= What the task asks =
For this exercise, output the line containing "Target: ground" and every line after it through the end of the records, exactly, and no other line.

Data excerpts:

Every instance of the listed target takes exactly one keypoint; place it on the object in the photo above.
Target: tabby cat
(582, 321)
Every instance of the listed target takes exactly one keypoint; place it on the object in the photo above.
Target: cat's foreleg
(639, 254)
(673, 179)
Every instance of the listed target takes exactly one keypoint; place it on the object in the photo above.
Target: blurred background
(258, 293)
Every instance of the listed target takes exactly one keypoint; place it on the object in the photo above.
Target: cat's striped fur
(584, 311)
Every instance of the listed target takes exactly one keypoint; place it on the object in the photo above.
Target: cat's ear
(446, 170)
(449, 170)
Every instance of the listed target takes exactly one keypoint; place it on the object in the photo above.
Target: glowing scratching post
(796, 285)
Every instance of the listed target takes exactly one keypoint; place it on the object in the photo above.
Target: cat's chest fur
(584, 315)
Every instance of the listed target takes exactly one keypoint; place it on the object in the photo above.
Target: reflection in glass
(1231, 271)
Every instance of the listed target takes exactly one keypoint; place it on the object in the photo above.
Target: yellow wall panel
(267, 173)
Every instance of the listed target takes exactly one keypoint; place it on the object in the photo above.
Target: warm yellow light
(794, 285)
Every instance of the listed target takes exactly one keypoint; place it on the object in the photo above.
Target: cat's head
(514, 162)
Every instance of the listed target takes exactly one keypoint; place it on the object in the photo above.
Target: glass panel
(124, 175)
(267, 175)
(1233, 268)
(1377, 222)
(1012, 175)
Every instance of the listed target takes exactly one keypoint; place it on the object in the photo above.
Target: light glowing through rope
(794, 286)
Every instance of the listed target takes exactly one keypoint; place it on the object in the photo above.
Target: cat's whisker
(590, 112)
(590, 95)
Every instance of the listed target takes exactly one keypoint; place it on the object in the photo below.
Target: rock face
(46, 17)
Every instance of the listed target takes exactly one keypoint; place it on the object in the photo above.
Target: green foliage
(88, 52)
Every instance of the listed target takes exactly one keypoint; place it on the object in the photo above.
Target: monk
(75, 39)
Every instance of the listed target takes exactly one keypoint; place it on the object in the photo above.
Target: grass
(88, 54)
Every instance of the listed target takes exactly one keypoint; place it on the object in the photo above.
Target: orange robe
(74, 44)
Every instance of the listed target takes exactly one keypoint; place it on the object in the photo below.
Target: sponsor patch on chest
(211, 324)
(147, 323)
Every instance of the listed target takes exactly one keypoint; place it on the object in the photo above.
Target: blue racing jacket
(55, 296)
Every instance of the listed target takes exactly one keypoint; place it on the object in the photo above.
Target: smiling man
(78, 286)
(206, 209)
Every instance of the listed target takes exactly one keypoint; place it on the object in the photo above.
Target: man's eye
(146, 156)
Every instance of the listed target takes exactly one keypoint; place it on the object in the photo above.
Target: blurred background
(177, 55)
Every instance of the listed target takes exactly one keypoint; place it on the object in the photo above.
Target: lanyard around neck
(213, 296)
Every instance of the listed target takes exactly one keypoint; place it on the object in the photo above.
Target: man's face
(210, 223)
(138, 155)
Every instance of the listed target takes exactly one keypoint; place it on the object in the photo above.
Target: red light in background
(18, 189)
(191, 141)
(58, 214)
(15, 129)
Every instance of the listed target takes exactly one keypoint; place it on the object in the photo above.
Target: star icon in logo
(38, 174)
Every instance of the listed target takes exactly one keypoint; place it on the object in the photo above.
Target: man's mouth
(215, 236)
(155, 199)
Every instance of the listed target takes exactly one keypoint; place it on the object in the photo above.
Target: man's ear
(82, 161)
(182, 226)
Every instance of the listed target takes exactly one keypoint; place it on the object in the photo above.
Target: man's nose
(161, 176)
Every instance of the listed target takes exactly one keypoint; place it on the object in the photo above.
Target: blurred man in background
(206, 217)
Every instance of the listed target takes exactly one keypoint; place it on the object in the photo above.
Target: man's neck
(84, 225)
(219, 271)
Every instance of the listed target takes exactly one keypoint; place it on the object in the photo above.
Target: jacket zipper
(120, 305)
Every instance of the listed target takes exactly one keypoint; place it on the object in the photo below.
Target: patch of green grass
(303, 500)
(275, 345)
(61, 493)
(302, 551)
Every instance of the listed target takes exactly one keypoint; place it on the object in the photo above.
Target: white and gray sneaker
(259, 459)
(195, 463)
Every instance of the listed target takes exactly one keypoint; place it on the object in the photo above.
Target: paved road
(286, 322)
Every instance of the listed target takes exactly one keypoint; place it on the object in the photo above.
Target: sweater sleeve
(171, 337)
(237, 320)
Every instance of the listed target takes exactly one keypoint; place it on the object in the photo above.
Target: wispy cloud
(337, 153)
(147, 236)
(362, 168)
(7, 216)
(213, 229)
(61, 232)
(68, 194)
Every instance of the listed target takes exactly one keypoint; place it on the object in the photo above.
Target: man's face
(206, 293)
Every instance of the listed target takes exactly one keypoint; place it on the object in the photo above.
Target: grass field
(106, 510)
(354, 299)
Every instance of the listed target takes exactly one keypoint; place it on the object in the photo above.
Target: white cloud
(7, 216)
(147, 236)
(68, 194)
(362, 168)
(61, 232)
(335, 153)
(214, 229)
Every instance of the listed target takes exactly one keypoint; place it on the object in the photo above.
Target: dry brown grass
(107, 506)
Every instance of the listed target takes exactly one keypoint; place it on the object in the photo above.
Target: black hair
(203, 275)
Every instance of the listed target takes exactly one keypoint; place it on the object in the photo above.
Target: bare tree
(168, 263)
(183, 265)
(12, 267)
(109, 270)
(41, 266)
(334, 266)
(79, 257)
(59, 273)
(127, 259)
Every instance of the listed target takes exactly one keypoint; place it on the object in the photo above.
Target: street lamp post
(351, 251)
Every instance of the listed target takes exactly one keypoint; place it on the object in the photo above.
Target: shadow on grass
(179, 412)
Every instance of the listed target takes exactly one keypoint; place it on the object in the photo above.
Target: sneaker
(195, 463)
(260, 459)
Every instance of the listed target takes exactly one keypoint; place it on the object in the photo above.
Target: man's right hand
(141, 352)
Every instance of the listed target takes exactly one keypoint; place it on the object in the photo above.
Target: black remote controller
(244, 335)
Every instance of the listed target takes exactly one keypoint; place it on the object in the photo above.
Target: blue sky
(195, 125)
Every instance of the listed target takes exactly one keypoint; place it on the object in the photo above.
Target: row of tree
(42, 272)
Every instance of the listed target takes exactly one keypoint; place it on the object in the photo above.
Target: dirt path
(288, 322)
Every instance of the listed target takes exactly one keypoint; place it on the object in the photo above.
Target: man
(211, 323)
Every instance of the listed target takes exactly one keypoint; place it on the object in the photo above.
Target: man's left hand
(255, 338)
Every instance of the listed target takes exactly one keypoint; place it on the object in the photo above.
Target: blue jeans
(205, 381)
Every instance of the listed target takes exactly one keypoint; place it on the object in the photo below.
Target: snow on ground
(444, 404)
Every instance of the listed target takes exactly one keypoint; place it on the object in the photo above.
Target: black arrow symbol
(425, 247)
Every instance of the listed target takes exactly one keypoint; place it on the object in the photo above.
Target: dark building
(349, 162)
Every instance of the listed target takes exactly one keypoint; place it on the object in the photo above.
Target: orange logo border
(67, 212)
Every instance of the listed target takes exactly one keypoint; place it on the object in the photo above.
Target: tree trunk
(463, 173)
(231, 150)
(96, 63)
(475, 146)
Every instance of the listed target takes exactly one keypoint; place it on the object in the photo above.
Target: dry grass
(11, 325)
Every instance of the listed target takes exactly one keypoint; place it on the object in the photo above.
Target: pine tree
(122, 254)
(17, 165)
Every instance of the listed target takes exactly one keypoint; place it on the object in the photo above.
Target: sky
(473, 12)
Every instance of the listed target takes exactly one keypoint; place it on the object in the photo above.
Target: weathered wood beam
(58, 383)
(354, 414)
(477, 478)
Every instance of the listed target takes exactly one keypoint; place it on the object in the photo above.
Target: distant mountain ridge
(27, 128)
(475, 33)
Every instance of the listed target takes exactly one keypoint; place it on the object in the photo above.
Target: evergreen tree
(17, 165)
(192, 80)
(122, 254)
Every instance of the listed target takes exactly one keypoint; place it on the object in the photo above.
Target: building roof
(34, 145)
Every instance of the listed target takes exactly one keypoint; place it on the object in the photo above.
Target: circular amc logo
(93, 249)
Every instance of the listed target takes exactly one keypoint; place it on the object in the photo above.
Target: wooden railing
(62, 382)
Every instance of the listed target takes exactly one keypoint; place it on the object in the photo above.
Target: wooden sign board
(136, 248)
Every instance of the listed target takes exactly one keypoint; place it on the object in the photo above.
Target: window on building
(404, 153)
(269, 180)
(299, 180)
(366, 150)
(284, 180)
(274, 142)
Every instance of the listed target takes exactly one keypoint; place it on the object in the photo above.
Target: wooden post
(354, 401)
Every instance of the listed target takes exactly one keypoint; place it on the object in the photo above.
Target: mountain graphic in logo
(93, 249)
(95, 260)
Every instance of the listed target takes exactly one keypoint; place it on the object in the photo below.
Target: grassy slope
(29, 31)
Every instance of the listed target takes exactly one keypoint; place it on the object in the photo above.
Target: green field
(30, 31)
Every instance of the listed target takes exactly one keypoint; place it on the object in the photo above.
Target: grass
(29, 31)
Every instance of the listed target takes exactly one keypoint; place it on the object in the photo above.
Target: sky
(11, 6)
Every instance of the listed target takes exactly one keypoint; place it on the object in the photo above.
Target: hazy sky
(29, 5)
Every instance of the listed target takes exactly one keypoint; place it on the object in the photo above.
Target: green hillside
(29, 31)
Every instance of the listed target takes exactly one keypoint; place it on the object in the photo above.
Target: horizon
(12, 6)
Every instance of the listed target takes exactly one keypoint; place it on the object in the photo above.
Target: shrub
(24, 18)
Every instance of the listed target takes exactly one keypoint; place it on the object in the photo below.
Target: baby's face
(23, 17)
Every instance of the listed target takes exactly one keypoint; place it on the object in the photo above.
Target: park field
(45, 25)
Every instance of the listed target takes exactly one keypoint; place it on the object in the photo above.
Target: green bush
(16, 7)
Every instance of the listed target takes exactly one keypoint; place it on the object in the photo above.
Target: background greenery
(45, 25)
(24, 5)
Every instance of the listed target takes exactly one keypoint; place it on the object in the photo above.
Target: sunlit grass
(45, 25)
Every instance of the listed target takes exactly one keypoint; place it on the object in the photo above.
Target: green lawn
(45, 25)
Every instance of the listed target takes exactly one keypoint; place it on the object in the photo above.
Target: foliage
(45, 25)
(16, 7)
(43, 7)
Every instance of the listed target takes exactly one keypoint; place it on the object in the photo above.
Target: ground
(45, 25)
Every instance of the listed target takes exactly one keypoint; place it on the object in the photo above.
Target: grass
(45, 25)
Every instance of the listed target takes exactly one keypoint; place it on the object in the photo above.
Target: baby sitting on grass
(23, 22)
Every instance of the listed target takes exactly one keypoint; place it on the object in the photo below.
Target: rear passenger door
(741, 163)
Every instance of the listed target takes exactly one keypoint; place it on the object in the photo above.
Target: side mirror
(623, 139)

= Answer below =
Target: ground
(45, 25)
Every instance of the listed target takes exactly one keypoint; place it on the object in the photo above.
Target: grass
(45, 25)
Every instance of the listed target takes exactly one keypoint; place it on the object in the photo above.
Target: baby sitting on grass
(23, 22)
Every instance of the listed target takes exactly one keypoint; place it on the object in the photo below.
Target: rear passenger door
(741, 163)
Every instance of the listed target takes exactly one keypoint; place it on the object in the photo above.
Target: side mirror
(623, 139)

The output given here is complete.